-- Document text --
Aurobindo: Q1 a miss, but ahead of peers
New launches offset pricing pressure in the US; analysts bullish
Aurobindo Pharma’s June quarter (Q1) performance failed to meet expectations. The drug major’s US sales (nearly half of its revenue) declined half a per cent year-on-year (y-o-y) against analysts’ expectations of a flat to three per cent y-o-y growth. What played spoilsport was appreciation in the domestic currency. The US sales in constant currency terms grew three per cent y-o-y and seven per cent sequentially.
Sales in Europe, the secondlargest contributor to Aurobindo’s revenue (25 per cent), grew 10.4 per cent y-o-y and 18.1 per cent sequentially. The acquired Actavis business continues to witness improvement in profitability. Aurobindo has transferred manufacturing of 71 products from Europe to India, thus saving costs. The pharma firm has also completed the acquisition of Generis Farmaceutica SA to boost its Portugal business.
The ARV, or anti-retroviral, (drugs for people starting HIV treatment) and active pharmaceuticals ingredients (API) businesses fell 19.3 per cent and 14.9 per cent y-o-y, respectively, pulling down the overall performance. ARV contributes seven per cent to Aurobindo’s overall revenues, while API contributes 17 per cent. The lumpy nature of the ARV business (being tender-based) and API witnessing some impact of the goods and services tax (GST) were mainly responsible for the decline.

-- Excerpted data --
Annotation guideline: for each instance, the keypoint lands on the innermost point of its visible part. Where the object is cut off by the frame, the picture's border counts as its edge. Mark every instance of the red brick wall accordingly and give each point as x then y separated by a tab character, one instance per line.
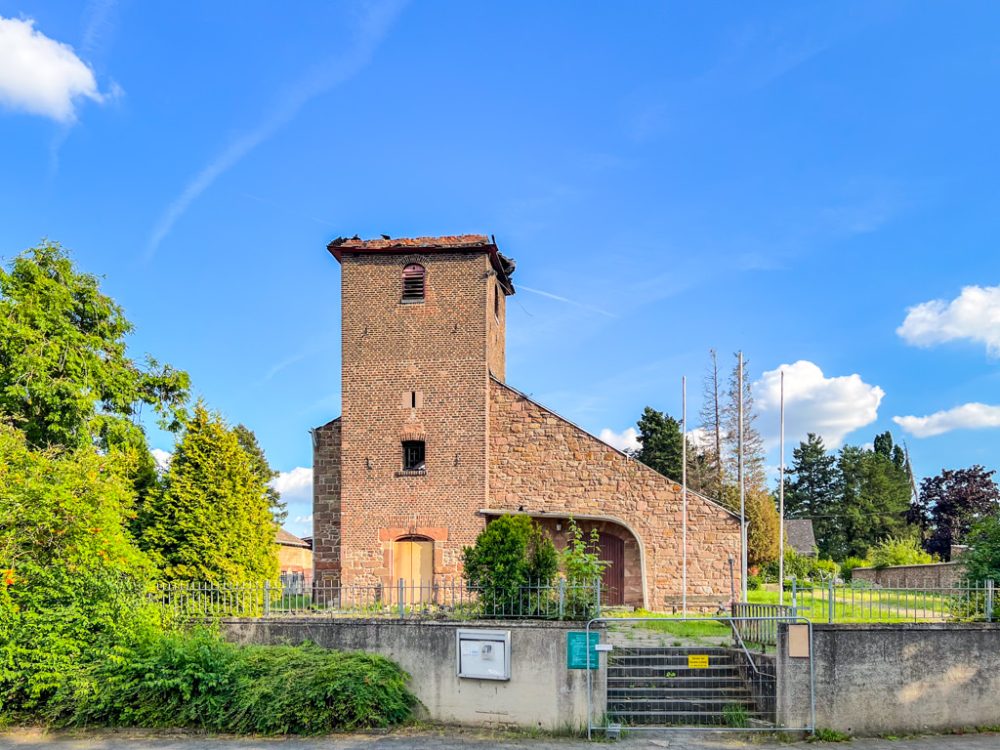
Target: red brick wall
543	463
438	348
326	503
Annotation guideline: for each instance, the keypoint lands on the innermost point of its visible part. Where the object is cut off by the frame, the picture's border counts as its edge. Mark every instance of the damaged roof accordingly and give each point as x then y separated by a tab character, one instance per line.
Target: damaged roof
503	265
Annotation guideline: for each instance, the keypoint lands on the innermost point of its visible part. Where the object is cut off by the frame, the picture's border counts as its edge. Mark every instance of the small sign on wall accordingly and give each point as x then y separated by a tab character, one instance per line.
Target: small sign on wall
576	649
483	654
798	641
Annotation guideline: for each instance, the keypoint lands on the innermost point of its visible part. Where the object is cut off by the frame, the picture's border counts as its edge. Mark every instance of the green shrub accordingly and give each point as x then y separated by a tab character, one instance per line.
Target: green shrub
847	567
982	560
898	551
825	569
511	552
72	582
197	680
582	566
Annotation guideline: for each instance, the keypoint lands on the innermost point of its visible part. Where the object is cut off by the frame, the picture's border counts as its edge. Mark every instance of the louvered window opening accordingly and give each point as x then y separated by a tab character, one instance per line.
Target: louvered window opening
413	455
413	283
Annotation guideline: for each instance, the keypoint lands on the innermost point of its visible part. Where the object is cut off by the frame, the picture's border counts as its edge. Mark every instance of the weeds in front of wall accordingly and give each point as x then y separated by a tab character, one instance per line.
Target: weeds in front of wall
735	715
829	735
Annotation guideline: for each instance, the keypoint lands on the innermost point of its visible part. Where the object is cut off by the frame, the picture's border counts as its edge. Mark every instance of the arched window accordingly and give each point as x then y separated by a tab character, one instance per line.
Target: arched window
413	283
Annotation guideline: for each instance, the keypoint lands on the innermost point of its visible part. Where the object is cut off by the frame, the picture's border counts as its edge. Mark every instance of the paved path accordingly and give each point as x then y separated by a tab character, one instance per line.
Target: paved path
453	739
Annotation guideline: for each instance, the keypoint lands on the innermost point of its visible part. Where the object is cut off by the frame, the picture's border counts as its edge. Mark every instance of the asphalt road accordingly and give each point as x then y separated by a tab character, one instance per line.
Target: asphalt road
452	739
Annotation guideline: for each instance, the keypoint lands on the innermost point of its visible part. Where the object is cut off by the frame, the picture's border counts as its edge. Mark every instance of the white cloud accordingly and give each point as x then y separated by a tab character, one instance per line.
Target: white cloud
295	487
373	27
965	417
162	458
40	75
294	483
974	314
700	438
830	407
627	439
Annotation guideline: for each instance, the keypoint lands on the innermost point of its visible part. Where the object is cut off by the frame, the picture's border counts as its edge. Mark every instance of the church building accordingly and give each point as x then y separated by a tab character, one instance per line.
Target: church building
432	442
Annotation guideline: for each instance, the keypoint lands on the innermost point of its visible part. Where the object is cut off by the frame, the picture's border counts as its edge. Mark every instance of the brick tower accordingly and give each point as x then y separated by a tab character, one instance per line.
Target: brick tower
401	476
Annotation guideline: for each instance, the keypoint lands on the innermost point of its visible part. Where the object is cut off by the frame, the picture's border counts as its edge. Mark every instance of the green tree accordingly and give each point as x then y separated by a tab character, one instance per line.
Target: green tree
762	523
65	375
811	487
248	442
72	581
510	553
982	561
951	503
212	520
873	500
662	442
898	551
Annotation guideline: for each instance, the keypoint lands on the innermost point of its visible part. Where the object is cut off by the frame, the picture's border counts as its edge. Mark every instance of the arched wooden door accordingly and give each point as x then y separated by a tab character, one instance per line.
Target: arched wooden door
413	561
612	550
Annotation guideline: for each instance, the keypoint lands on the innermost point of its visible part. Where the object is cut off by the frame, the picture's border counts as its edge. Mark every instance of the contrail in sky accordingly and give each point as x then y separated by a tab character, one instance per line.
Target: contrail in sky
373	27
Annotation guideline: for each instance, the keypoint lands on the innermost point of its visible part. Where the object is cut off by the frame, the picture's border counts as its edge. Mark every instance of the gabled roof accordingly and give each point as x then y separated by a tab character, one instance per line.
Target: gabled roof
800	535
445	244
285	539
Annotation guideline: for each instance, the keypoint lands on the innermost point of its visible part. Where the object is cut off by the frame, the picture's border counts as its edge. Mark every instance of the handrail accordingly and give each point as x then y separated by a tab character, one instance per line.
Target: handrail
746	652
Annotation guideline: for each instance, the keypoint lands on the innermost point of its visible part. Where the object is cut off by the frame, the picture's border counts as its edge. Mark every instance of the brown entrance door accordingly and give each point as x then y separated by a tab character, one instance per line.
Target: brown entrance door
413	561
612	550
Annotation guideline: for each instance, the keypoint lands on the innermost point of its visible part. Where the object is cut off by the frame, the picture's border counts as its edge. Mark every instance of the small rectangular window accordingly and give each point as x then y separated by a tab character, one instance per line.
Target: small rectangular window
413	455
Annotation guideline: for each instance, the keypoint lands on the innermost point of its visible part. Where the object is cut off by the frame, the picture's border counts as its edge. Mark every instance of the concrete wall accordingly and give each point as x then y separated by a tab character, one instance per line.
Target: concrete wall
932	575
882	678
542	692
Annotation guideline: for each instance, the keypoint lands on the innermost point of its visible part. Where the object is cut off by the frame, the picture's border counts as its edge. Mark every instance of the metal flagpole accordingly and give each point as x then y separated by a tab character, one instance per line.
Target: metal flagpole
739	478
684	495
781	497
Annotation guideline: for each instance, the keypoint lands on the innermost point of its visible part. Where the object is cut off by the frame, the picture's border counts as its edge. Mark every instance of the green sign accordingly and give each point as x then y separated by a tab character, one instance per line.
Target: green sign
576	649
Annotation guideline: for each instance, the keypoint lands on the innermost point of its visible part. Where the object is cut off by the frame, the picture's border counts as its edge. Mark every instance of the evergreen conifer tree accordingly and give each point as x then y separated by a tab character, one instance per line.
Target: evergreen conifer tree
212	519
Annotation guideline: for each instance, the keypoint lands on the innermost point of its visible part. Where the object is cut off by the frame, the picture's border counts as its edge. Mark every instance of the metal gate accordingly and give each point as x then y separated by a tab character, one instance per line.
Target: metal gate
690	673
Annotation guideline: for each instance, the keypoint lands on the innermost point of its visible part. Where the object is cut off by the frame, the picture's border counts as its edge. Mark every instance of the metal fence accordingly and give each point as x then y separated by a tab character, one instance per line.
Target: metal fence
829	602
686	673
837	603
451	598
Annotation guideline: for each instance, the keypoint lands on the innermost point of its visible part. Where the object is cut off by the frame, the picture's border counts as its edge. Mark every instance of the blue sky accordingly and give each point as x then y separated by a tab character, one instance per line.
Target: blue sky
812	183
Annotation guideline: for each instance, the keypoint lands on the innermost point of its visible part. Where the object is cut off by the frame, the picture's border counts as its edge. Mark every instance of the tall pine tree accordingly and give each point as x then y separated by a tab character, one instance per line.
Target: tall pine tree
662	442
811	487
212	520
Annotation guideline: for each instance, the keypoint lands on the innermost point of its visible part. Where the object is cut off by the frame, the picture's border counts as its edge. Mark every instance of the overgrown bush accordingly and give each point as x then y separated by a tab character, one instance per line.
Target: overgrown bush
510	553
71	579
582	566
982	559
197	680
898	551
803	568
847	567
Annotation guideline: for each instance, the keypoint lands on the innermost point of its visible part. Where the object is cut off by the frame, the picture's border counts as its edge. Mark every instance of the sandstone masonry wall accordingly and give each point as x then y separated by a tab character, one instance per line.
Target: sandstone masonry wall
546	464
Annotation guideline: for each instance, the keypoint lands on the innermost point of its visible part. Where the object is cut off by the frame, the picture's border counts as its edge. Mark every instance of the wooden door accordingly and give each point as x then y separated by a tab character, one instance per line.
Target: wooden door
612	550
413	561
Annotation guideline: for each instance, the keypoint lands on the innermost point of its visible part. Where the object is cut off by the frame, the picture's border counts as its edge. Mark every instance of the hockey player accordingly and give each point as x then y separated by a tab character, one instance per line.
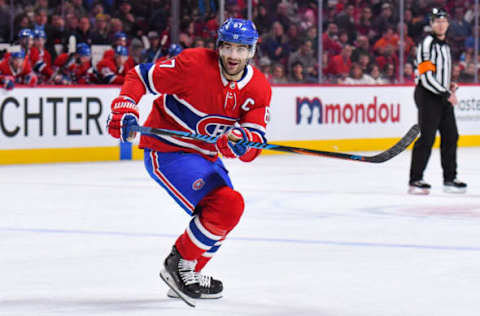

-- Task instructions --
a) According to the Aurobindo article, how many products has Aurobindo moved manufacturing of from Europe to India?
b) Please rewrite the Aurobindo article from "The ARV, or" up to and including "for the decline.", substituting "contract-based" for "tender-based".
The records are separate from the Aurobindo article and have nothing to do with it.

-- Results for the exercise --
a) 71 products.

b)
The ARV, or anti-retroviral, (drugs for people starting HIV treatment) and active pharmaceuticals ingredients (API) businesses fell 19.3 per cent and 14.9 per cent y-o-y, respectively, pulling down the overall performance. ARV contributes seven per cent to Aurobindo’s overall revenues, while API contributes 17 per cent. The lumpy nature of the ARV business (being contract-based) and API witnessing some impact of the goods and services tax (GST) were mainly responsible for the decline.